Extract to read -

Review: Watson’s Afghan Adventure by Kieran McMullen
Review of Watson’s Afghan Adventure (2010) Kieran McMullen [MX Publishing]

[Afghanistan: bleak theater of war.]
Writer, soldier and Watson enthusiast - Kieran McMullen is ideally positioned to speculate on the life and times of Dr. John H. Watson, late of the Army Medical Department. It’s no surprise that Mr. McMullen focuses on Watson’s life from the moment he enlisted as an Army surgeon to his recovery from a (multiple?) Jezail bullet wound(s), topped off with a particularly nasty case of ‘enteric fever‘ forcing the still young Watson into an early retirement - and into the orbit of a young Sherlock Holmes.
[Click to enlarge - Where’s Watson?]
For those familiar with G. A. Henty’s impressive corpus of historical fiction, and in particular his 1886 work For Name and Fame: or, Through Afghan Passes, the pacing and descriptive imagery of Afghan Adventure will feel familiar. Watson, finding himself smack in the middle of the Battle of Maiwand (July 27, 1880) writes:
“The first rounds of cannon fire from the smoothbores were sent at a range of about 1800 yards. It was now, when I saw the trees move, that I realized it wasn’t a forest on the distant hills, it was thousands of men! I’m ashamed to say that for a moment, a sense of panic set in…[t]he horde of Afghan infantry was moving to our right as our guns played on them and their cavalry was feeling to our left. A shell burst within a few hundred yards of me, I was no longer a spectator on a great stage. I was a target and the 30 cannons of Ayub’s artillery were coming into action.” (p. 172)
Entertainingly weaved throughout the historical context of what came to be called The Second Anglo-Afghan War (1878 - 1880) are a number of characters either familiar (e.g. Watson’s orderly and literal life saver Murray), historical (e.g. General George Burrows) or fictionalized composites. These are (or could have been) the characters that populated Watson’s world before 221B came to dominate his life.

Collected data entries -

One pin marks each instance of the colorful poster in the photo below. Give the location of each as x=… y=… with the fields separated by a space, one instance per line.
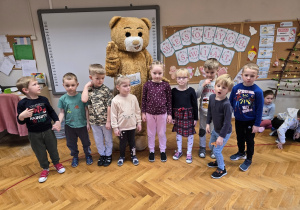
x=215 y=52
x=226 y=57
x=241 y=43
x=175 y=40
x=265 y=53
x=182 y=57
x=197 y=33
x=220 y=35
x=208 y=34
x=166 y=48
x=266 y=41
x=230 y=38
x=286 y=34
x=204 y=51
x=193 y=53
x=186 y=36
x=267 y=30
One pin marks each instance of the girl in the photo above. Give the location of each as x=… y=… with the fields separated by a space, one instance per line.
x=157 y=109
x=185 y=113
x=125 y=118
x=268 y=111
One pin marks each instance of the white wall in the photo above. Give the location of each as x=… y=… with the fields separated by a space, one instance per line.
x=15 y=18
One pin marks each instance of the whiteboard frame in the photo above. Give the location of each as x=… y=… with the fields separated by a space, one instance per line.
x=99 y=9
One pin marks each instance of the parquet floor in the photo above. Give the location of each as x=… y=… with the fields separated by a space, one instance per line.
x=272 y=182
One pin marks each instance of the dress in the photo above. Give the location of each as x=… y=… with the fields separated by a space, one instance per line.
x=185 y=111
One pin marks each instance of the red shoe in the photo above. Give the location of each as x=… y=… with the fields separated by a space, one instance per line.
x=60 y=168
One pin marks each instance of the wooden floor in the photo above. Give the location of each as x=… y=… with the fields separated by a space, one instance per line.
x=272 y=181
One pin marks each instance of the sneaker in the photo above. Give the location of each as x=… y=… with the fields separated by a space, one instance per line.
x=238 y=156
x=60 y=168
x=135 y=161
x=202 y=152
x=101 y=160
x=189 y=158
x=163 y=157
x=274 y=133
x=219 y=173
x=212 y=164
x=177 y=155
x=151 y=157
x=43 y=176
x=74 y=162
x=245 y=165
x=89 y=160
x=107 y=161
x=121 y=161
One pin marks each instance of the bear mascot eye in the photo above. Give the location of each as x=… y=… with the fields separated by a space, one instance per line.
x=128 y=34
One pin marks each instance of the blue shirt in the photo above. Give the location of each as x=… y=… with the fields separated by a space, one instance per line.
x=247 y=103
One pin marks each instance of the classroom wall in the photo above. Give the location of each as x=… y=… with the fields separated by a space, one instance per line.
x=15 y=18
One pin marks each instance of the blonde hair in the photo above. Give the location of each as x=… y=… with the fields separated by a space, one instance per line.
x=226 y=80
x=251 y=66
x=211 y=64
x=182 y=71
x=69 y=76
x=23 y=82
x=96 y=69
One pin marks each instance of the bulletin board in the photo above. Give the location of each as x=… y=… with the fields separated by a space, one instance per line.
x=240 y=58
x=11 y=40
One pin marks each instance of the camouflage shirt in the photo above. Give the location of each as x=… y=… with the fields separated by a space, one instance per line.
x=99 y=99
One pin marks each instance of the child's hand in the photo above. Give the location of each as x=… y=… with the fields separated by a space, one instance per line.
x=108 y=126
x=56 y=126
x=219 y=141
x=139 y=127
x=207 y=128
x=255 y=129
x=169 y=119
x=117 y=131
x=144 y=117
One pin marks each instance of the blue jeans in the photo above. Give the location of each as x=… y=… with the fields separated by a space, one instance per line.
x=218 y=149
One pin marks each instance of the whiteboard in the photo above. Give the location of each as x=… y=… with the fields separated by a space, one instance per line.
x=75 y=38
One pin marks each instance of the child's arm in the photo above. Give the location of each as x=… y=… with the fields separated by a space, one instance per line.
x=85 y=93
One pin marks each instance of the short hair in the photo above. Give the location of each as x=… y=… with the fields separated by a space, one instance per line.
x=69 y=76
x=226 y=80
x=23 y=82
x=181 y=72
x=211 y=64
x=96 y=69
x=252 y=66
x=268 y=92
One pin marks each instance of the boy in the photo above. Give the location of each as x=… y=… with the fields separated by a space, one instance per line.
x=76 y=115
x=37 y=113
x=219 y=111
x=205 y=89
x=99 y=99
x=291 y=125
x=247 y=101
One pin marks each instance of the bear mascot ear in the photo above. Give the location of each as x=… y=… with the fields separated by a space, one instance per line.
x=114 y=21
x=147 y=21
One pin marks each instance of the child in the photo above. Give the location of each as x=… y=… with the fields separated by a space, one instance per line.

Parts of the exercise -
1. According to the book review, on what date was the Battle of Maiwand fought?
2. Summarize the book review in two sentences.
3. Resume the review of Watson's Afghan Adventure after its final sentence.

Outputs in order -
1. July 27, 1880.

2. Kieran McMullen, a writer, soldier and Watson enthusiast, focuses on Dr. John H. Watson's life from his enlistment as an Army surgeon through his Jezail bullet wound and enteric fever to the early retirement that brought him into the orbit of Sherlock Holmes. The review says readers of G. A. Henty's historical fiction will find the book's pacing and imagery familiar, quotes Watson's account of the Battle of Maiwand, and notes the familiar, historical and composite characters woven through the Second Anglo-Afghan War setting.

3.
[The Jezail was a style of musket common in Muslim lands.]
McMullen wisely uses this mostly believable tapestry of historical battles, personal relationships and (rather) anemic treasure hunts to explore Watson’s early moral and psychological development. In the spirit of Michael Hardwick’s excellent The Private Life of Dr. Watson, McMullen endows Watson with all those virtues (and quasi-vices) we’ve come to know and love, sometimes in embryonic form so to get a glimpse of how certain ‘Watsonian qualities’ emerged and eventually asserted themselves: justice, gregariousness, chivalry, gambling, honor, duty, bravery, the love of women, adventurer, etc.

[I still love this cover art.]
Overall, McMullen’s Watson’s Afghan Adventure is a fun, speculative romp which backs-up it’s creative leaps with a fair amount of canonical and historical fact. It’s an example of ‘The Game’ well played providing both entertainment as well as adding insight and depth to a character whose psychological make-up and biography often play second stradivarius to Sherlock Holmes.